**READING PASSAGE**
_ _ _ _ _ _ _
Examining Miriam the prophetess in the Bible
Who was Miriam the prophetess in the Bible? It sounds like a simple question with a simple answer—Miriam was Moses’s sister. But as is often the case with anything having to do with the Hebrew Bible, the question is much more complex than it first appears.
In her first appearance in the Book of Exodus, the sister of Moses goes unnamed (Exodus 2:4). This is most likely a conscious decision on the part of the author of the birth narrative, since the only person named in the entire episode is Moses. Even so, the sister appears to be the unsung hero of the tale. After her mother abandons baby Moses to the river, the dutiful sister remains at a distance to discover the fate of her brother. Once the Egyptian princess finds the baby and seems inclined to keep him, the sister shrewdly steps forward to hoodwink the princess into employing the baby’s own mother as his wet nurse. Not only was the baby safe from Pharaoh’s murderous decree, but the throne was now paying for childcare! And it was all thanks to the craftiness of the unnamed sister.
_ _ _ _ _ _ _
**GIVEN INSTRUCTION A**
Do the following statements agree with the passage on Miriam above? Answer yes or no for each and quote the deciding words: (i) The sister of Moses is named in her first appearance in Exodus. (ii) The sister stays at a distance to learn what happens to her brother. (iii) The princess is tricked into hiring the baby's own mother as his wet nurse.
_ _ _ _ _ _ _
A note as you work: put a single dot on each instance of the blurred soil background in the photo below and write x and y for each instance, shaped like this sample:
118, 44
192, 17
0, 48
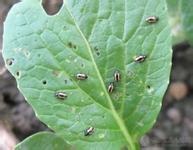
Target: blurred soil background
172, 131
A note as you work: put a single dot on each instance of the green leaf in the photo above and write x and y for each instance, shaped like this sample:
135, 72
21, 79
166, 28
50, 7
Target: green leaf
97, 38
43, 141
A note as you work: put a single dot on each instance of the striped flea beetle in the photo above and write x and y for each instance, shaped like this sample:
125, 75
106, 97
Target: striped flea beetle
89, 131
152, 19
81, 76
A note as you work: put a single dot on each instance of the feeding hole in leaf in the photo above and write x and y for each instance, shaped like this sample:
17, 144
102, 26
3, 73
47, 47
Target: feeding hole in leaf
152, 19
66, 81
89, 131
71, 45
44, 82
82, 65
39, 55
148, 87
17, 73
61, 95
52, 7
97, 51
9, 61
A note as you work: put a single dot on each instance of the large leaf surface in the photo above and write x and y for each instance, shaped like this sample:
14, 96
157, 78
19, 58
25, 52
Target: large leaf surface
95, 37
43, 141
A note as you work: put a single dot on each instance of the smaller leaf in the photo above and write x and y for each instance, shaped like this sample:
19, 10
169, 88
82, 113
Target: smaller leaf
43, 141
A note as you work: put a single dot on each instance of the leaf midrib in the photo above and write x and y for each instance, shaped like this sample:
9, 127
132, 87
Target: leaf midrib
113, 111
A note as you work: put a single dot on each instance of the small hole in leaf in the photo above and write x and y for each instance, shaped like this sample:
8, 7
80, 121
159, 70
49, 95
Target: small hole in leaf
_ _ _ _ _ _ _
**GIVEN INSTRUCTION B**
Which lines of the entries contain the string "midrib", where case counts? Pick out each such line and copy it.

**RESULT A**
(i) No: "the sister of Moses goes unnamed (Exodus 2:4)"
(ii) Yes: "the dutiful sister remains at a distance to discover the fate of her brother"
(iii) Yes: "the sister shrewdly steps forward to hoodwink the princess into employing the baby’s own mother as his wet nurse"

**RESULT B**
A note as you work: put a single dot on each instance of the leaf midrib in the photo above and write x and y for each instance, shaped like this sample:
Target: leaf midrib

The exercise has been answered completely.